In collaboration with Spain's Alfonso Valencia and Christian Blaschke (now at bioalma), Hirschman created BioCreative: Critical Assessment of Information Extraction for Biology (with funding from the National Science Foundation). The first BioCreative workshop, in 2004 in Madrid, attracted 27 groups from 10 countries, including a few private companies, applying text mining tools to real biological challenges. "We tried to frame this as a collective endeavor to do well, as opposed to [focus on] winning," says Hirschman.

The groups could chose any or all of three tasks:

  1. Extracting gene/protein names from text;
  2. Translating those names into standardized gene identifiers for inclusion in three model organism databases (the most successful systems extracted gene names from Medline abstracts with about 80-90 percent accuracy);
  3. Finding evidence for Gene Ontology (GO) annotations for protein function, biological process, and localizations (this task was the hardest, at 20-30 percent accuracy, although follow-up results have been encouraging).

In September 2007, Hirschman presented the results of BioCreative II (see sidebar: Top Systems at BioCreative II) at the Fraunhofer Text Mining Symposium in Germany (see sidebar: The Language of Text Mining). The first two tasks in the second workshop were the same; the third was reproducing the steps of a biological database curation pipeline for protein-protein interactions, working with two databases, MINT (University of Rome) and IntAct (European Bioinformatics Institute).

The benefits of BioCreative include fostering collaborations and a detailed comparison of approaches. Says Hirschman: "One of the very interesting results in the gene mention and gene normalization tasks was if you pool the results from multiple systems, you got better results than from any one system." Even low-performing systems occasionally found gene mentions that higher-ranking systems didn't find, boosting the tally to approximately 90 percent.

In another lesson from CASP, Valencia and Hirschman are trying to make text-mining tools more widely available to biologists, and easier to insert into data pipelines. That's not a trivial undertaking, particularly in biopharma organizations (see Commercial/Open Source Pros and Cons).

Hirschman chuckles when asked about the poor participation of commercial text mining providers in BioCreative. "They have not expressed interest at this point," she says. "There is limited financial incentive unless they're sure they will do well." But a few companies including bioalma did participate in the most recent contest.

◆ **Records shown**
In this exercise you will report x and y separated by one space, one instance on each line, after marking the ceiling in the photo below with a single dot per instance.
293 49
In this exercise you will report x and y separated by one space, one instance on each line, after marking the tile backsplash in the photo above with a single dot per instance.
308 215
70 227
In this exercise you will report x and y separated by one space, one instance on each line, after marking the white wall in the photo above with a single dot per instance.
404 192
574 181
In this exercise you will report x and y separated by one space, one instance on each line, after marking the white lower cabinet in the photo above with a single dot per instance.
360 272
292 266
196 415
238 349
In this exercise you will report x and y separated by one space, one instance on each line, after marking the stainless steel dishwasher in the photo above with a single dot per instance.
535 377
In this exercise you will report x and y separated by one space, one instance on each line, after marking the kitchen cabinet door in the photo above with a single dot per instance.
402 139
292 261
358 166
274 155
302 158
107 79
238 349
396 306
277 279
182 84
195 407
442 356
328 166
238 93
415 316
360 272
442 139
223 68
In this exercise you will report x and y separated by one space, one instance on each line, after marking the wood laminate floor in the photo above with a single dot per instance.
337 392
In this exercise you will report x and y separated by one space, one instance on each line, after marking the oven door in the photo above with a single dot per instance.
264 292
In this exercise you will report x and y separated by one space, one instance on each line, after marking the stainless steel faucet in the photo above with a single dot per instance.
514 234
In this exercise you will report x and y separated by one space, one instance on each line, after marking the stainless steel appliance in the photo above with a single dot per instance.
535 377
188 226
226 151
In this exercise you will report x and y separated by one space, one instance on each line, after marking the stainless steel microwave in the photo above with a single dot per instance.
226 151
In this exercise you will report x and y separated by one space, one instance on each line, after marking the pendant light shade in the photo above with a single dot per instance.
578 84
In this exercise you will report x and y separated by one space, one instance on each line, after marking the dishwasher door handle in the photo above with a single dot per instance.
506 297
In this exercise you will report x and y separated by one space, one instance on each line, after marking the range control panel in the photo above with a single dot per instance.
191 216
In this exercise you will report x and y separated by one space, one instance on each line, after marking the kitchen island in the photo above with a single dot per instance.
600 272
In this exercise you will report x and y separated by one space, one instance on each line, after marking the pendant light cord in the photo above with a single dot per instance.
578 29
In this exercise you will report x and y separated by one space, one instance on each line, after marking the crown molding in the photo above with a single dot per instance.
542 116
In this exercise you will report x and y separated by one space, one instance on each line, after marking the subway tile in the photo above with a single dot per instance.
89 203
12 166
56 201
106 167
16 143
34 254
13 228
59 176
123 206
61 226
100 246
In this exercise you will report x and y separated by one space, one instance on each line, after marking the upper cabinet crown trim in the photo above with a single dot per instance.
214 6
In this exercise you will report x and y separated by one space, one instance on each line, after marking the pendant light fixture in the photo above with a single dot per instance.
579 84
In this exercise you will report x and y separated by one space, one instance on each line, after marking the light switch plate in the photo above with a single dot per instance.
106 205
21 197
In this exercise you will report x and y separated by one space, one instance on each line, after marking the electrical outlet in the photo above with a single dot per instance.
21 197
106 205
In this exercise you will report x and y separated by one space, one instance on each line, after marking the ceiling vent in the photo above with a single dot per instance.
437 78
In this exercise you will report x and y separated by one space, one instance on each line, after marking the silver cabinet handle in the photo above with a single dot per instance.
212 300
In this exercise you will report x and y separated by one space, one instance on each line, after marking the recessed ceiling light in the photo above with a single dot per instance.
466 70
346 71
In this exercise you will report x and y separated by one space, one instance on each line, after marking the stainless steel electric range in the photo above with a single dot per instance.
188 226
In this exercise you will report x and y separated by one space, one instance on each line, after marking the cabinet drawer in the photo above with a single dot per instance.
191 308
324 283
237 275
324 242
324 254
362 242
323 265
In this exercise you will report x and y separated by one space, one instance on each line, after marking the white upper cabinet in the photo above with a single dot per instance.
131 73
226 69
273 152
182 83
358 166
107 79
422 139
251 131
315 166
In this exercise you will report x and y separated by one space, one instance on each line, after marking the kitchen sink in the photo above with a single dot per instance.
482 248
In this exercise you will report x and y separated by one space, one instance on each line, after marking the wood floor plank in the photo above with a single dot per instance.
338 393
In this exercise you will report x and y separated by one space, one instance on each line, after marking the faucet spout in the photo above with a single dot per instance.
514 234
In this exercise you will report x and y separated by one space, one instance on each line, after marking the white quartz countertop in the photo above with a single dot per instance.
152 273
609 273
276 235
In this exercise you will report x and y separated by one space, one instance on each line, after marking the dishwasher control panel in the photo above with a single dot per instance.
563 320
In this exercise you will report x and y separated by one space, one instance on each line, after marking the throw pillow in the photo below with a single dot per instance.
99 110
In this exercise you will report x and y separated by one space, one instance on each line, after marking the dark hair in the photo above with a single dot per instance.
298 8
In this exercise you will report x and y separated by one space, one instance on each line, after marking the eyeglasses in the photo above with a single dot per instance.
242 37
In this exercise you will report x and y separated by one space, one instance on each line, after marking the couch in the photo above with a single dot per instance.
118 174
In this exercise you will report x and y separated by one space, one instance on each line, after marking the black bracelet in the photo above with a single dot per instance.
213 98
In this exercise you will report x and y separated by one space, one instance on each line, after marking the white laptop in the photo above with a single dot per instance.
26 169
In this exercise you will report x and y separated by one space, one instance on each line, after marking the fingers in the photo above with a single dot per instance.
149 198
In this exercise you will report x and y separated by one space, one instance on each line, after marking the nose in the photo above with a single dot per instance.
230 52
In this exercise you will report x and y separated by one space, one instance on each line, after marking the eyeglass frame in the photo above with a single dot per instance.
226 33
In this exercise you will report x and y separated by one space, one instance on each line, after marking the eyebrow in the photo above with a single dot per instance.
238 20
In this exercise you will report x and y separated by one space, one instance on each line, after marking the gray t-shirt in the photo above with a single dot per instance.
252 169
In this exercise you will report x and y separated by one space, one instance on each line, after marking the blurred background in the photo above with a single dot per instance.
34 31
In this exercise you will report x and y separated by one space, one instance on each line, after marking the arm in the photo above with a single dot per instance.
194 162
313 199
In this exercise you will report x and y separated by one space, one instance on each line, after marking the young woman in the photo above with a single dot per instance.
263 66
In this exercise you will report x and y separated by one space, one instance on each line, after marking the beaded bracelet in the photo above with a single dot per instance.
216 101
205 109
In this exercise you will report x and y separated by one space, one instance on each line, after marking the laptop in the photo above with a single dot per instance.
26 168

◆ **What this exercise asks**
• a. According to the BioCreative passage, how many groups took part in the first BioCreative workshop in Madrid in 2004?
• b. Carry the passage on BioCreative forward from its final sentence, in the same register.

◆ **Answer list**
• a. Twenty-seven groups from 10 countries took part.

• b.
Poised for Success
Hirschman believes that "text mining is poised to become an important tool," although she acknowledges that, "The uses of text mining on the pharma side are much bigger than the research side." She was particularly impressed by a Fraunhofer symposium presentation from Novartis' Thérèse Vachon, deploying a powerful system able to index and text mine various data (see Novartis' Answer to Harry Potter, Bio-IT World, Dec 2006).

"On the research side, especially if you're dealing with database curation, the information has to be really correct if it's going to be used and reused," says Hirschman. "On the pharma side, getting partial information is OK. If you can get it cheaply, that's good. So text mining tools in some senses may be a better match for certain kinds of pharma applications than they are for database curation applications."

Hirschman continues: "Pharma is ahead of the research community, and the reason why academic groups don't use commercial tools is they're very, very expensive. They've got a good market in pharma. We need to figure out how to do a better job of leveraging the progress on the commercial side (and the commercial tools that are available), to help the research community and the publicly funded databases - which are heavily used by pharma."

"The NIH needs to be worry about this [disparity]," says Hirschman. "Expert curated biological databases provide a critical resource - NIH needs to invest in affordable tools to cut the cost of curation."